- **EXTRAIT DU DOCUMENT**:
III. La formulation d’une hypothèse : l’État comme invariant anthropologique et psychanalytique

Qu’est-ce au juste que la fabrique de l’homme Occidental, dont Legendre fait le titre d’un de ses essais destiné à porter à la connaissance d’un large public ce qu’il nomme l’anthropologie dogmatique ? Elle emprunte en premier lieu et pour ainsi dire fondamentalement à la psychanalyse lacanienne : la constitution du sujet – par principe divisé d’avec lui-même – est affaire de langage et de rapport spéculaire (A). Elle aboutit à la formulation d’un concept : le Tiers garant. Quelqu’un ou quelque chose doit résoudre la déchirure de l’humain d’avec lui-même. L’État – au sens symbolique – exerce (ou a longtemps exercé) cette fonction (B).

A. Langage et Miroir

Comment s’opère ce que Pierre Legendre appelle l’interlocution du sujet et du monde ?

Le propre de « l’animal parlant » est en premier lieu d’être institué par le langage : il est un « vivant parlant ». C’est une façon de dire, pour reprendre l’expression de Lacan, qu’il est un « parlêtre[57] ». Or le langage est aussi bien ce qui divise que ce qui lie. Le lien est celui de la dette que l’on paye aux mots. Ils ne sont pas créés par celui qui les prononce : ils sont hérités d’une culture. Ils participent du phénomène de la répétition. Mais, paradoxalement, entre la signification du mot prononcé et l’univers de représentation dont on l’investit, il peut exister un écart, voire un hiatus au sens de coupure. Pierre Legendre envisage ainsi la normativité du langage comme essentielle, particulièrement dans cet ouvrage majeur qu’est De la société comme texte. Linéaments d’une anthropologie dogmatique, publié en 2001. Dès la préface, il prévient : « Serons-nous assez décervelés pour renoncer à comprendre que l’institutionnalité suppose la parole ? Avec tous les effets de droit, qu’emporte la dimension normative du langage[58]. » C’est logiquement sous le titre « Introduction à la structure » que notre auteur insiste sur l’interlocution, par le langage pour ainsi dire, entre l’animal parlant et le monde. Or, « le monde n’est pas donné à l’homme, si ce n’est par le langage qui le sépare des choses et le divise à lui-même[59] ». Si le langage divise, c’est parce que la matérialité des choses, c’est parce que la réalité n’est pas accessible en soi : elle ne procède que des mots de celui qui croit prononcer cette matérialité et/ou réalité. Les choses et/ou le monde ne sont pas donnés en soi : ils n’existent que par le vocable qui les désignent. Mais alors le langage – dont celui du droit – est aussi et ainsi ce qui lie, par une sorte de dialectique au sein même du langage. Il est la « médiation entre l’homme et la matérialité du monde […]. Autrement dit, le rapport du mot et de la chose est intérieur au langage, de sorte qu’un objet extérieur n’existe que parce que sa condition d’existence matérielle se double de sa construction dans la représentation[60] ».

- **DONNÉES PRÉSENTÉES**:
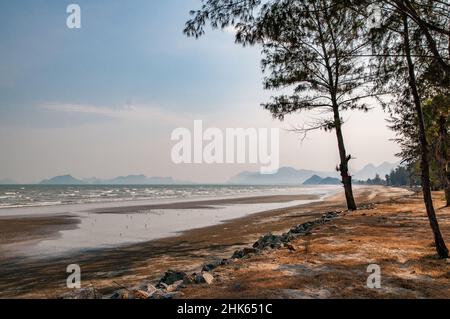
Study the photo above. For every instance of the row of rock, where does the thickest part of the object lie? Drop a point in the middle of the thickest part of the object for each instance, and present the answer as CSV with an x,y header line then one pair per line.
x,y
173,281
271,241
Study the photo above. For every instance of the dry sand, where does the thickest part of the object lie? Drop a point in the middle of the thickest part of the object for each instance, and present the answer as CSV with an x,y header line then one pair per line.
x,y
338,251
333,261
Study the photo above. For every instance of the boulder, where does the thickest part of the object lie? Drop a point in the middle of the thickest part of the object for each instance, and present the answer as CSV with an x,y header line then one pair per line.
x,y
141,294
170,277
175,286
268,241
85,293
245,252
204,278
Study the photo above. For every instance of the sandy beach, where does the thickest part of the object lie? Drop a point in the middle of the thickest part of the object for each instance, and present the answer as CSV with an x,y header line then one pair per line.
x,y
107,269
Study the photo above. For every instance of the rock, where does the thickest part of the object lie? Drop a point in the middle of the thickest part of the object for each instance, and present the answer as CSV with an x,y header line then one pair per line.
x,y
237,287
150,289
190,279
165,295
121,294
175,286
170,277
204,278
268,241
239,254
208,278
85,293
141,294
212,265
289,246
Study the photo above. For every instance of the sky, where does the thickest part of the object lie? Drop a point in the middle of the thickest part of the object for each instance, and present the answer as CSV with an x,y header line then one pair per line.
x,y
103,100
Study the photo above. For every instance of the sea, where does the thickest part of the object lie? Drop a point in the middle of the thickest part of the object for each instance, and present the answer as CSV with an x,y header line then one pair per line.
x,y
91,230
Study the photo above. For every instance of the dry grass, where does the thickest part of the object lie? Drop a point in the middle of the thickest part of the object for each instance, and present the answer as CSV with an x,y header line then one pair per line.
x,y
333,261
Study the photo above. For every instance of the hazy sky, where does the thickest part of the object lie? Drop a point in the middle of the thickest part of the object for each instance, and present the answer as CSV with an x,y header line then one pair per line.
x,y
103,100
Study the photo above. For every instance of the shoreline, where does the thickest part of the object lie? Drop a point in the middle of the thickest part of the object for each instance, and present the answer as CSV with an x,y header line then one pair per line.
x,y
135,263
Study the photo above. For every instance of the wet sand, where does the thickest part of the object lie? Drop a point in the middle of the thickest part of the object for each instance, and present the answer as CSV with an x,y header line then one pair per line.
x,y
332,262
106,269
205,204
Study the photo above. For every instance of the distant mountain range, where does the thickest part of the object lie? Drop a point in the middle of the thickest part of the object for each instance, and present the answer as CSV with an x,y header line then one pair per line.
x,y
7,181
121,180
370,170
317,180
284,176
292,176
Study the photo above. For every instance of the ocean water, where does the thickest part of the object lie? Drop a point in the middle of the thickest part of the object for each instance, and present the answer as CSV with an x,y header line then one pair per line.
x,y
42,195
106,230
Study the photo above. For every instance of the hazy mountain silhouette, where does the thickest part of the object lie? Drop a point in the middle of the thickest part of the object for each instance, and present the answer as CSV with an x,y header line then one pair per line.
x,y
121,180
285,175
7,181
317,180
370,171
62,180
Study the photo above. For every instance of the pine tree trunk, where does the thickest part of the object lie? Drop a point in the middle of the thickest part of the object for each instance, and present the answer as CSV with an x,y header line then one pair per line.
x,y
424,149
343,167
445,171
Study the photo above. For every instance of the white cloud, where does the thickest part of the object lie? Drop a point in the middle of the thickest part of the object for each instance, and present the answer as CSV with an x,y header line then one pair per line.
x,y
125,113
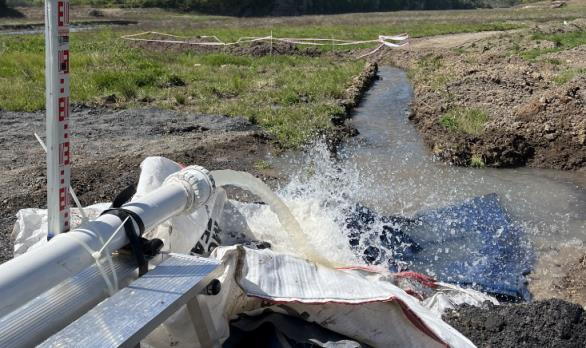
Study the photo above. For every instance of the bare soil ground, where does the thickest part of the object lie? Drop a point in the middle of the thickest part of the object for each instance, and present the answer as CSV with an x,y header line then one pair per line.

- **CONSIGNE**:
Recopiez mot pour mot le passage de l'extrait sur Pierre Legendre, depuis « Qu’est-ce au juste » jusqu'à « et du monde ? » inclus. Les entrées proviennent d'une autre source.

- **EXERCICE CORRIGÉ**:
Qu’est-ce au juste que la fabrique de l’homme Occidental, dont Legendre fait le titre d’un de ses essais destiné à porter à la connaissance d’un large public ce qu’il nomme l’anthropologie dogmatique ? Elle emprunte en premier lieu et pour ainsi dire fondamentalement à la psychanalyse lacanienne : la constitution du sujet – par principe divisé d’avec lui-même – est affaire de langage et de rapport spéculaire (A). Elle aboutit à la formulation d’un concept : le Tiers garant. Quelqu’un ou quelque chose doit résoudre la déchirure de l’humain d’avec lui-même. L’État – au sens symbolique – exerce (ou a longtemps exercé) cette fonction (B).

A. Langage et Miroir

Comment s’opère ce que Pierre Legendre appelle l’interlocution du sujet et du monde ?